DATA TO USE ::
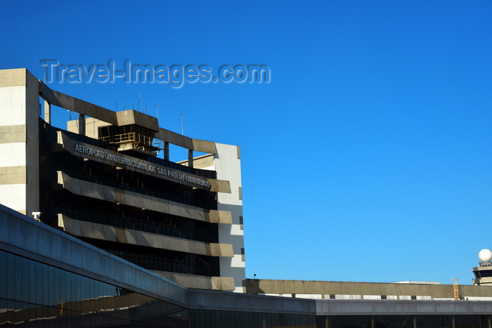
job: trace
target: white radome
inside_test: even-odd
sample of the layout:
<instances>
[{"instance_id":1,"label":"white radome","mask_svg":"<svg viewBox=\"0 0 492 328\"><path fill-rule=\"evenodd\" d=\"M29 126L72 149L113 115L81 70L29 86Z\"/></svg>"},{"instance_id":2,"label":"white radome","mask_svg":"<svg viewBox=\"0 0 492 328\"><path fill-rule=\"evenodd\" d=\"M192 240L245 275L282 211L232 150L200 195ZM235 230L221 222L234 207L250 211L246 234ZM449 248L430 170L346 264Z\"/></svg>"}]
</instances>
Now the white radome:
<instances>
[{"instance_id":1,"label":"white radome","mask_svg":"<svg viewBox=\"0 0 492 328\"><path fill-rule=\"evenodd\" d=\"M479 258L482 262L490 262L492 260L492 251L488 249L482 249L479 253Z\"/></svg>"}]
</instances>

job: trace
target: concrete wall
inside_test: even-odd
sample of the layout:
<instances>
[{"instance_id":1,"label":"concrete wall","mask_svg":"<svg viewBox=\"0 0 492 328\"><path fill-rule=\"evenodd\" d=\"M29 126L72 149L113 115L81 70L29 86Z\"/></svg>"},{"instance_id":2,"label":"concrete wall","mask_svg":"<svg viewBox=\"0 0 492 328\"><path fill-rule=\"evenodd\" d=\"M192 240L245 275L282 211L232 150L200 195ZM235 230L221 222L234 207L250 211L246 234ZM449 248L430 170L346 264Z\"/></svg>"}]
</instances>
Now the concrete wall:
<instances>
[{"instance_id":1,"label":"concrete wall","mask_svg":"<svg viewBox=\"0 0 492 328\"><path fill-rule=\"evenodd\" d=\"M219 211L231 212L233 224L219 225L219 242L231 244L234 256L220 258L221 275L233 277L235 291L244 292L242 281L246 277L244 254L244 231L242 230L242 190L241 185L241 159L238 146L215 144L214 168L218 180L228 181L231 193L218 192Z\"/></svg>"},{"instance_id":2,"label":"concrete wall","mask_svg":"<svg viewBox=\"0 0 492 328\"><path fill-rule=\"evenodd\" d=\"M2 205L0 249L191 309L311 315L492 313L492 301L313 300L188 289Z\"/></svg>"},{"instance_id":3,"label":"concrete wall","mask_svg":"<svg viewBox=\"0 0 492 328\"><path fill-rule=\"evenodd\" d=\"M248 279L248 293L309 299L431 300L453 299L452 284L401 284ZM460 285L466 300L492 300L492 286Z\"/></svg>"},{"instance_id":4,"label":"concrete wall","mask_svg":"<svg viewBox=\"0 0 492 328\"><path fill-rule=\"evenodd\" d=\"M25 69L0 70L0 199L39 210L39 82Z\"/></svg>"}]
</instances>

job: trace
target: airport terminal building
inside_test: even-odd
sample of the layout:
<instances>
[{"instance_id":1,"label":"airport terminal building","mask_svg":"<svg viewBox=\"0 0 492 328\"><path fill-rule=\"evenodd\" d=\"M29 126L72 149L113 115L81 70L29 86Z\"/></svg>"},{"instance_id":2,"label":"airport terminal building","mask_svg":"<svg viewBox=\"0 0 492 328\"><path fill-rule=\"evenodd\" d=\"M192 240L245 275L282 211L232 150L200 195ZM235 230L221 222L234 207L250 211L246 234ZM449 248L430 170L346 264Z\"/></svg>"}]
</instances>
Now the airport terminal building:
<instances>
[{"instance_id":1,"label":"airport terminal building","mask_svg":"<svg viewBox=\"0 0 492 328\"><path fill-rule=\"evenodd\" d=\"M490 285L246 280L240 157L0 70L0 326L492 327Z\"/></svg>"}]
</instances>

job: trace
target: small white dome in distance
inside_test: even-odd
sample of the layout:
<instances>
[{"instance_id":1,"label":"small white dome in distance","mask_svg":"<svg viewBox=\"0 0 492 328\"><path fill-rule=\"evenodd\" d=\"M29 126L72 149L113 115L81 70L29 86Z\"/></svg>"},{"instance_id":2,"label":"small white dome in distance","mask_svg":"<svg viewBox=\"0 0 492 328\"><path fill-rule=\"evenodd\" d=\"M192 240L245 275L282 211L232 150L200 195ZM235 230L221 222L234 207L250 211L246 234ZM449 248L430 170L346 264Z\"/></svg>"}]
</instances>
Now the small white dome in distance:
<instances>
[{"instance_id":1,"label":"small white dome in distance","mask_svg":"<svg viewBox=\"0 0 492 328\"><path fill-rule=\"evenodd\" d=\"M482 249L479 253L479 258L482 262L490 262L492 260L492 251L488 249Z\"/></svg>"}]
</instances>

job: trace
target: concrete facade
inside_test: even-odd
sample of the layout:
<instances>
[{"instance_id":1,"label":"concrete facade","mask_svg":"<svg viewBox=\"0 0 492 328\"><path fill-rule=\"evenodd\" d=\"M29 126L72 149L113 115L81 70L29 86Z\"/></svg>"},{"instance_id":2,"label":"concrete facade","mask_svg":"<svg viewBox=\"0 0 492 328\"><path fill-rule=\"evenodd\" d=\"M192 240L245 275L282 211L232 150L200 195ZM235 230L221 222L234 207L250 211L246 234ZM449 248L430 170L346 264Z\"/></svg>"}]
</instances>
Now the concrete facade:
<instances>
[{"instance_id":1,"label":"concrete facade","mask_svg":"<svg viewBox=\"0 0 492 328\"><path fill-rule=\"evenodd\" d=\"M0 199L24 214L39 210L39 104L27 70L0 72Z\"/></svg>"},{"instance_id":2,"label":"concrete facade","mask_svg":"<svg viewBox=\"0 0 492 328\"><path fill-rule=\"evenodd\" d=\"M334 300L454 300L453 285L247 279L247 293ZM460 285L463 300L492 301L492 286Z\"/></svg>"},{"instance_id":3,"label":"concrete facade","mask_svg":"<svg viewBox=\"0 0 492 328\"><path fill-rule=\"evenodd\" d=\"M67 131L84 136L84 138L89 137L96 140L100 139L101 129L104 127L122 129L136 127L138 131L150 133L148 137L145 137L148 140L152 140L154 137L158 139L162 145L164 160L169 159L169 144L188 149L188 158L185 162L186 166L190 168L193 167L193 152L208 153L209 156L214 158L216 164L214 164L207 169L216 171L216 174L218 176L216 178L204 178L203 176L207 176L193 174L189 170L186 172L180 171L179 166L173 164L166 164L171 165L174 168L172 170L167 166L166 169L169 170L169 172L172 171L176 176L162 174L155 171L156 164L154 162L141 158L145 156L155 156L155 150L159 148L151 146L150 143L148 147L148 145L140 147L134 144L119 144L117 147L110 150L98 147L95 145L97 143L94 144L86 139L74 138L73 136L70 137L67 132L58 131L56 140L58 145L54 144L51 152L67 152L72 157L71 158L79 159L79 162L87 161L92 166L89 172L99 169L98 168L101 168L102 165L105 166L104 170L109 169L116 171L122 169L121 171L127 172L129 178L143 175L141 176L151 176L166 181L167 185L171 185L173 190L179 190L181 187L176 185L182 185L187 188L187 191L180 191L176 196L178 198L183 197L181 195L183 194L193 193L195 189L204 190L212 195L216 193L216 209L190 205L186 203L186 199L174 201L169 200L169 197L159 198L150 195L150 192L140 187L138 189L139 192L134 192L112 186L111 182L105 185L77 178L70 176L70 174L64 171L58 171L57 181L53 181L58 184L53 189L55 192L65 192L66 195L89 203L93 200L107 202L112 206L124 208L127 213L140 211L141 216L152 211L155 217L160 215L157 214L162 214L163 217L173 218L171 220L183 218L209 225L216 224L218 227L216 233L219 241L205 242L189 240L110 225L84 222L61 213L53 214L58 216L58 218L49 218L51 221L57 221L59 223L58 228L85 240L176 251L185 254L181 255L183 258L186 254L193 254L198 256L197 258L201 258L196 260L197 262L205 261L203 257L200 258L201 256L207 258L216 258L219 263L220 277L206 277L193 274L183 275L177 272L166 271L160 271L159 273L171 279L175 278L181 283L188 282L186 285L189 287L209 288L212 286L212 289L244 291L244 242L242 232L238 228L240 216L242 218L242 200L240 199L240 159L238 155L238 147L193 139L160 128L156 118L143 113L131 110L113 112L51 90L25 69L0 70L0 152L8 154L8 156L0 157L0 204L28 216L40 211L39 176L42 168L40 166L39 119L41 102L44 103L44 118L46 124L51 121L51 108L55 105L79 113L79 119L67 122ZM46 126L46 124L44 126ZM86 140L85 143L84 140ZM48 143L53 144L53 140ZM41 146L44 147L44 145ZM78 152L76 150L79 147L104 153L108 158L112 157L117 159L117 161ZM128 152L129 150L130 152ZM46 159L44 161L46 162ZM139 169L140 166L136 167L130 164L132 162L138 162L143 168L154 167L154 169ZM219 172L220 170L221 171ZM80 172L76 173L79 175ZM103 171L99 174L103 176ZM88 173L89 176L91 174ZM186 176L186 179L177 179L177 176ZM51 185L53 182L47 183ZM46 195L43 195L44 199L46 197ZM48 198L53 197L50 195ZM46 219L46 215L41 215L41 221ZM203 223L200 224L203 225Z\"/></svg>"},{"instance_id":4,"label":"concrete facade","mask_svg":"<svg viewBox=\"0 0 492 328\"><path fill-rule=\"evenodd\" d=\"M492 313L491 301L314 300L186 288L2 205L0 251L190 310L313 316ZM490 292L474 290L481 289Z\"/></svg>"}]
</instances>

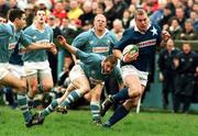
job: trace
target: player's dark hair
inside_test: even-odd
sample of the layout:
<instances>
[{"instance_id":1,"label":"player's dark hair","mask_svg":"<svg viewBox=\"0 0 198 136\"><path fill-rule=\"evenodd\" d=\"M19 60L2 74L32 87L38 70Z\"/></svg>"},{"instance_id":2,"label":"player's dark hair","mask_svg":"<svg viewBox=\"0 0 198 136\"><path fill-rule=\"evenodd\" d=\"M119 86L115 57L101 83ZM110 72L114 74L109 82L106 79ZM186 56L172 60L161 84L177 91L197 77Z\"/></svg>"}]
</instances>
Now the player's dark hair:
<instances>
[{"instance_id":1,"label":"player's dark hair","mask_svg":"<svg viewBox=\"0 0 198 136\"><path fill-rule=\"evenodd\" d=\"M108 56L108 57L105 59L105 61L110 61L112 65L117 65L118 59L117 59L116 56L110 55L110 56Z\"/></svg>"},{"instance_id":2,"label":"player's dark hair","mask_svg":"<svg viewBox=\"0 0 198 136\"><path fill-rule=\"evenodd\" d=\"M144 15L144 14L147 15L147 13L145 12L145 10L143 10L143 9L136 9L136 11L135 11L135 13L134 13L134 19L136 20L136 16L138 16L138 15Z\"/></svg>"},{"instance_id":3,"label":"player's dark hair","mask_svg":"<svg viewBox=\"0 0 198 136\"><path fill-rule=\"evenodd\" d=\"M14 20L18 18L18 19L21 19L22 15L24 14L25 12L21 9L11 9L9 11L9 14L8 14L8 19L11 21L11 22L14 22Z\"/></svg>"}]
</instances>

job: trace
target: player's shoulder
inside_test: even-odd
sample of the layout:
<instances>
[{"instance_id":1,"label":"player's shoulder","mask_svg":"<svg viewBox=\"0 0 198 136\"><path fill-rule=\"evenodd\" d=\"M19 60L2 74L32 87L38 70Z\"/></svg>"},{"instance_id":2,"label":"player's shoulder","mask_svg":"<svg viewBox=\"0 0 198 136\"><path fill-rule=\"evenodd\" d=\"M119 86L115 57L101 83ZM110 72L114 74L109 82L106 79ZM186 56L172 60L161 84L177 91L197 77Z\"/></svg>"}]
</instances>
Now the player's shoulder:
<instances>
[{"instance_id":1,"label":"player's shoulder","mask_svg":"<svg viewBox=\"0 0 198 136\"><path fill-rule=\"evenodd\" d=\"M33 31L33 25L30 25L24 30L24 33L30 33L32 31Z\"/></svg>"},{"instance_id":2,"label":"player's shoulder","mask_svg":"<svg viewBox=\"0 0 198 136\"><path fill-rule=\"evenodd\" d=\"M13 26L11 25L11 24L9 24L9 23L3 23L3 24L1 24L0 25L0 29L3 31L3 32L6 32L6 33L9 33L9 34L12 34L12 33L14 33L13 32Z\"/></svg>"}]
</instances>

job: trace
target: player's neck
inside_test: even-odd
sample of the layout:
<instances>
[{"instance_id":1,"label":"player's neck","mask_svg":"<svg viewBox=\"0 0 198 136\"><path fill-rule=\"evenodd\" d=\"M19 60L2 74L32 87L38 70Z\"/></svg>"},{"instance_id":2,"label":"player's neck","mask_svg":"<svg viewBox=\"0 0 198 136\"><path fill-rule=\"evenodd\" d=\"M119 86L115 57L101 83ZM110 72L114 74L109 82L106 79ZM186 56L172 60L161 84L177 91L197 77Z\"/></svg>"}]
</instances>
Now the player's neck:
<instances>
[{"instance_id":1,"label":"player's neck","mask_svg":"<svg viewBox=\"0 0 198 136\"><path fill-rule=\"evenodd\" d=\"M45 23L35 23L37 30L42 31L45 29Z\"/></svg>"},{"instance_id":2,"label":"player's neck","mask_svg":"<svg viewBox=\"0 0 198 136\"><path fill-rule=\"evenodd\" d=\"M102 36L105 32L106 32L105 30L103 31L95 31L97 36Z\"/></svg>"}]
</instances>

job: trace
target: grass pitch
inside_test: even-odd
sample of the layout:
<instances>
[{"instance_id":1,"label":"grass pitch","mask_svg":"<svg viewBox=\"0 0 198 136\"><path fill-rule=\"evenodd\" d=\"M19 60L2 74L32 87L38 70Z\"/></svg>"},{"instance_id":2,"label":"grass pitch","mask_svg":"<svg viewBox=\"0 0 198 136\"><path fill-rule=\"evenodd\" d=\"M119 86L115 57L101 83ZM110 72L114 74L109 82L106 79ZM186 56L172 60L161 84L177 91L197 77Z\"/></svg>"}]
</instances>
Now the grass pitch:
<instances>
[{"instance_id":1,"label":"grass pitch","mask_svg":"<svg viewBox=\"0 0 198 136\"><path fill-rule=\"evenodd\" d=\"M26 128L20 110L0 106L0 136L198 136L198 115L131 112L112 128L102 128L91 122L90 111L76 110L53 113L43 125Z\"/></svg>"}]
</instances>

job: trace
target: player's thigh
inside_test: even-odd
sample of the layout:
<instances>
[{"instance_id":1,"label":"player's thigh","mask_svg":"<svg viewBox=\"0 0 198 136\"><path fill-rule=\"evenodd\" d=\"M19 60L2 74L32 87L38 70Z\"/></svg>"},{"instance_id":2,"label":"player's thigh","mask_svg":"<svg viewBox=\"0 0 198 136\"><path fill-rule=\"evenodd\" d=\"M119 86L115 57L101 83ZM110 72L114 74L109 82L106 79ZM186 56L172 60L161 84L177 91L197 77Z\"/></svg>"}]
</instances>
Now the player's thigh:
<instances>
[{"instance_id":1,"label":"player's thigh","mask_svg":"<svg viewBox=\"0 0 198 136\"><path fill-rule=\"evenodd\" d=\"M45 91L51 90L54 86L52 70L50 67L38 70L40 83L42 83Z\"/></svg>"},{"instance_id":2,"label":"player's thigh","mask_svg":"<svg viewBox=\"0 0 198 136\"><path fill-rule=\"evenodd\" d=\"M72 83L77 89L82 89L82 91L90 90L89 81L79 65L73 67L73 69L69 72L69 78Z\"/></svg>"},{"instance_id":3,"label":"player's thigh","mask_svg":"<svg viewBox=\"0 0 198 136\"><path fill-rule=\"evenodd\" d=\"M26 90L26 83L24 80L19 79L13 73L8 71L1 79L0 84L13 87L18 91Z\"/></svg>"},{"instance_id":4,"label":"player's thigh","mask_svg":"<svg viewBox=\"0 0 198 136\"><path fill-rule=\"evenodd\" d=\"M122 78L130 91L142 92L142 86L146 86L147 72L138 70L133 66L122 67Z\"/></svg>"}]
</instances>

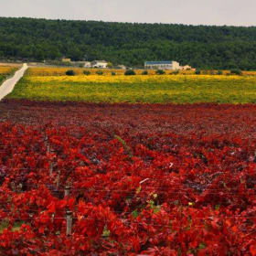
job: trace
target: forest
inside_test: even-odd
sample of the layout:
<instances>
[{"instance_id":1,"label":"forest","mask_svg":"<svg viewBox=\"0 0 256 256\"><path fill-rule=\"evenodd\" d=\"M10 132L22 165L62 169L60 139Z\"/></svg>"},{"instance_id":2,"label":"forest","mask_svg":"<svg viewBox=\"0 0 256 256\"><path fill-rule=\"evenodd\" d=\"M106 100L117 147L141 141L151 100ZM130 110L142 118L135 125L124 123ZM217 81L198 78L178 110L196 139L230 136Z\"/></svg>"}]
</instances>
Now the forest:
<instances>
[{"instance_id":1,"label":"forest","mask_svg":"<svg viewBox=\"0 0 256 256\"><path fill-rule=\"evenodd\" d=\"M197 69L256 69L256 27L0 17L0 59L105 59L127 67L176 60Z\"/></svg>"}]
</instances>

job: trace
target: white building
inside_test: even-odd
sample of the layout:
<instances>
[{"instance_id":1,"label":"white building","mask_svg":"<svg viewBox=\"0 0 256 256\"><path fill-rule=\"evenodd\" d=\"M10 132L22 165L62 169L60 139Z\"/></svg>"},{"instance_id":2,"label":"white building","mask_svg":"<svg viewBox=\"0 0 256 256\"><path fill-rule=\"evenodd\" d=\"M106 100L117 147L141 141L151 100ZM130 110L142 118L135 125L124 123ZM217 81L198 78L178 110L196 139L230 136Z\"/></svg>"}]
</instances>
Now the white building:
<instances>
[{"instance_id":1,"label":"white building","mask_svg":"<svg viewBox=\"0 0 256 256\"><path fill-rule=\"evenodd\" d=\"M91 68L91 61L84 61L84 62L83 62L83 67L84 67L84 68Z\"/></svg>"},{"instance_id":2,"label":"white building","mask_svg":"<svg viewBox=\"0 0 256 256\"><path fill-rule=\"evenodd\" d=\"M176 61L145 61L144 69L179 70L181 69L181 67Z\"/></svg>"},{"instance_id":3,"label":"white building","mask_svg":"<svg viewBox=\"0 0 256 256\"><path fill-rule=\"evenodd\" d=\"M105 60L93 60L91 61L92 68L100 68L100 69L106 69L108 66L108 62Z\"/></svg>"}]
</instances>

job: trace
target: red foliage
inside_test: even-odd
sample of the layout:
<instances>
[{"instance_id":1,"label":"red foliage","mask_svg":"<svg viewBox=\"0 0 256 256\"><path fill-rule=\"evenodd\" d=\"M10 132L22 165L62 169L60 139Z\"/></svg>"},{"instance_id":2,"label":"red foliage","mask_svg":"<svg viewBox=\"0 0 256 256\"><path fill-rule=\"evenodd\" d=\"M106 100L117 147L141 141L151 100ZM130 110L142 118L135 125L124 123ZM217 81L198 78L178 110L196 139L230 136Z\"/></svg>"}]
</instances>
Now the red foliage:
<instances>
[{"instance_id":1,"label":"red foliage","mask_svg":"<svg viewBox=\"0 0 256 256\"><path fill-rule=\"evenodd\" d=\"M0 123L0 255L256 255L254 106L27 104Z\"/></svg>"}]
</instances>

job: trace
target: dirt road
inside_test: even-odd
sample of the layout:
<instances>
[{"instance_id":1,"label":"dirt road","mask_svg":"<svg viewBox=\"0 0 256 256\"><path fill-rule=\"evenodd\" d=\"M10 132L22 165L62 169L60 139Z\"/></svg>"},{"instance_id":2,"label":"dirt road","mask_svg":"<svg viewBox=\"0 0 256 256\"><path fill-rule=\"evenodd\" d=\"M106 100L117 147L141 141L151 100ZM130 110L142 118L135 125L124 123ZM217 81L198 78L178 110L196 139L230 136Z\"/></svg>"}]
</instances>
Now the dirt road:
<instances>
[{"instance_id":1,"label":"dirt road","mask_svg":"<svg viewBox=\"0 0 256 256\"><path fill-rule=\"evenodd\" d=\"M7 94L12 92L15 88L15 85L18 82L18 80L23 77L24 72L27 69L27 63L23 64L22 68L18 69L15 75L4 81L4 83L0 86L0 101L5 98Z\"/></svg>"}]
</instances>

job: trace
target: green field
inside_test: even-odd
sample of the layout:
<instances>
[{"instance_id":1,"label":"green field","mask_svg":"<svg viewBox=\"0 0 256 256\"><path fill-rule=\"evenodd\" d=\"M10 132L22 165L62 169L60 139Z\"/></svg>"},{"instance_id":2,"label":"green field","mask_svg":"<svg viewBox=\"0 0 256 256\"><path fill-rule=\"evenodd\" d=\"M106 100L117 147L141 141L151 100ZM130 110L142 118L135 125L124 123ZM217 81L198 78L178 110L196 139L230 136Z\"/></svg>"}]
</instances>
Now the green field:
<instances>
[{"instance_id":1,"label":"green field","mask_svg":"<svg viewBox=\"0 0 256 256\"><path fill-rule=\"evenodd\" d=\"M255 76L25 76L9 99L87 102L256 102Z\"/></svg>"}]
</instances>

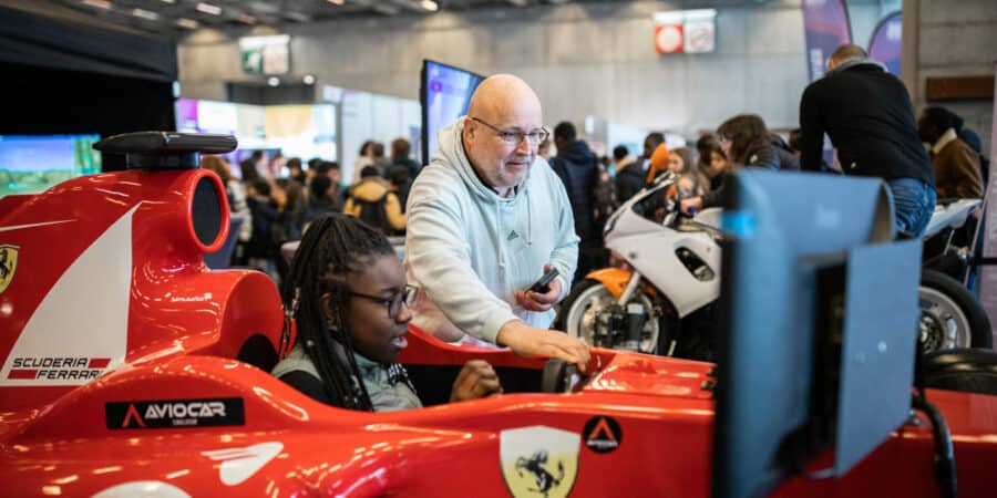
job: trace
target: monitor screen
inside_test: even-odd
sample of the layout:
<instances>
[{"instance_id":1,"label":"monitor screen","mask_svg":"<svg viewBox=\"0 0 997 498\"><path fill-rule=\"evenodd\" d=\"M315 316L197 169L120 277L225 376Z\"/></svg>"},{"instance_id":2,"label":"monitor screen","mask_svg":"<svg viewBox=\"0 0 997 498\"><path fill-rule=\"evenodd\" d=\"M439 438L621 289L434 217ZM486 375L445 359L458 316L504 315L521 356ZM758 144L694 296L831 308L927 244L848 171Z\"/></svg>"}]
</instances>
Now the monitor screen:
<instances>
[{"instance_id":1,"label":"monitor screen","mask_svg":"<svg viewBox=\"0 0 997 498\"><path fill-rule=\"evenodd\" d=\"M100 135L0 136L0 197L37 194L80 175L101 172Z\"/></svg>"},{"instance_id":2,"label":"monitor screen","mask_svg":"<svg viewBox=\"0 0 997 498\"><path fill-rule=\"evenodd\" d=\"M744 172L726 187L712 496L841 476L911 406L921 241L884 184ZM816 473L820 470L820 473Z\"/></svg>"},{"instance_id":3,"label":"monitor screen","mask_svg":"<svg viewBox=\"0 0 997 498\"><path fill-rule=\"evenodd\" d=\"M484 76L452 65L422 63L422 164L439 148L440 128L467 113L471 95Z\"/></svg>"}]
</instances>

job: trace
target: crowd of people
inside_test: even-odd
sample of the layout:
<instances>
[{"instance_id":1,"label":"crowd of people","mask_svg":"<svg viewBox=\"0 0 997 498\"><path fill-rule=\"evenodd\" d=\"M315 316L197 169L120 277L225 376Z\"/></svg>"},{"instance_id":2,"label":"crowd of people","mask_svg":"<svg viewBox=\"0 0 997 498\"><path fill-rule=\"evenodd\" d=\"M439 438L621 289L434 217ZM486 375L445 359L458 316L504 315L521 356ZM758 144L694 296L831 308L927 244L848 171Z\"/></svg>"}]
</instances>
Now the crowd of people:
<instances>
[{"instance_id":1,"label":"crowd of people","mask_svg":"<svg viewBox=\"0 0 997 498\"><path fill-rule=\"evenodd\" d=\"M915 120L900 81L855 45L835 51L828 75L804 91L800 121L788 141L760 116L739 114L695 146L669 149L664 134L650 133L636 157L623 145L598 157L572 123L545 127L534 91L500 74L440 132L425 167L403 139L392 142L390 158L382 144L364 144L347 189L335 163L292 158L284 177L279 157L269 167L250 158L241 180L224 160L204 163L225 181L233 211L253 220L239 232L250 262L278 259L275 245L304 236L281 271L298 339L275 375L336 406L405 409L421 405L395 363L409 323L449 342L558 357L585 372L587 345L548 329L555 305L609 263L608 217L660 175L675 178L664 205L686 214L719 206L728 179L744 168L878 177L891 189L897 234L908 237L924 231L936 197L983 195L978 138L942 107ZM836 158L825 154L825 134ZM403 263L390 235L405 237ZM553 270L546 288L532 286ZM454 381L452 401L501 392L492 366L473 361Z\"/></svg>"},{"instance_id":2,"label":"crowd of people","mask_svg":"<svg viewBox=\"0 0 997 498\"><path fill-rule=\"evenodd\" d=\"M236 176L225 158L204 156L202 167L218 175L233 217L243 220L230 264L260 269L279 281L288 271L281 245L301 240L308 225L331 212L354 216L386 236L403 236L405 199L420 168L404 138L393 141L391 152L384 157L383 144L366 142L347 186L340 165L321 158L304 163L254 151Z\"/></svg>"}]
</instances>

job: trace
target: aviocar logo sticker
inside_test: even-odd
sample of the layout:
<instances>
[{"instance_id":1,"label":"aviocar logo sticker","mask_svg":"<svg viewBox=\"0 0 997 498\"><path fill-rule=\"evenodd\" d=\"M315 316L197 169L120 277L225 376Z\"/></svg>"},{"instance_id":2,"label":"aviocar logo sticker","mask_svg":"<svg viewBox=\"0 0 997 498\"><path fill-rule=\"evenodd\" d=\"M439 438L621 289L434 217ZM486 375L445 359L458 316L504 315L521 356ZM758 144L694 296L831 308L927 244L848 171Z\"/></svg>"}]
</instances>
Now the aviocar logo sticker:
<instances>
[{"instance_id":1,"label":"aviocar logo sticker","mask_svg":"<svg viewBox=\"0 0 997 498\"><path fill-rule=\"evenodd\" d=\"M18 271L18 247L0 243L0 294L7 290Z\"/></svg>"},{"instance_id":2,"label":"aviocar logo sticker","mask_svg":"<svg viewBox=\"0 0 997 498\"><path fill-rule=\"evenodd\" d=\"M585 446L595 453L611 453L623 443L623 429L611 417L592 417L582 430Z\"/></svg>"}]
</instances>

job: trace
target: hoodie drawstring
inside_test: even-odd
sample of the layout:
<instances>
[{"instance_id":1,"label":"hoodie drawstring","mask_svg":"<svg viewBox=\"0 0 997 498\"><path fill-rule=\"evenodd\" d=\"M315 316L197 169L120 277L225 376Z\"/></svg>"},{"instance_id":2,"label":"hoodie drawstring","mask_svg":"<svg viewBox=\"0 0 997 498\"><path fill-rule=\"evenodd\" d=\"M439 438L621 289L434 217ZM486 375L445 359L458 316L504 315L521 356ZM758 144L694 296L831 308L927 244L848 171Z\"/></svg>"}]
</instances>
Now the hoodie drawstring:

EXERCISE PROMPT :: Pull out every line of the data above that contains the word "hoodie" and copy each one in full.

TASK RESPONSE ::
target: hoodie drawstring
[{"instance_id":1,"label":"hoodie drawstring","mask_svg":"<svg viewBox=\"0 0 997 498\"><path fill-rule=\"evenodd\" d=\"M315 316L197 169L120 277L225 376Z\"/></svg>"},{"instance_id":2,"label":"hoodie drawstring","mask_svg":"<svg viewBox=\"0 0 997 498\"><path fill-rule=\"evenodd\" d=\"M439 438L621 289L434 217ZM486 375L445 359L458 316L504 315L521 356ZM758 144L694 296L831 308L927 244L848 171Z\"/></svg>"}]
Now the hoodie drawstring:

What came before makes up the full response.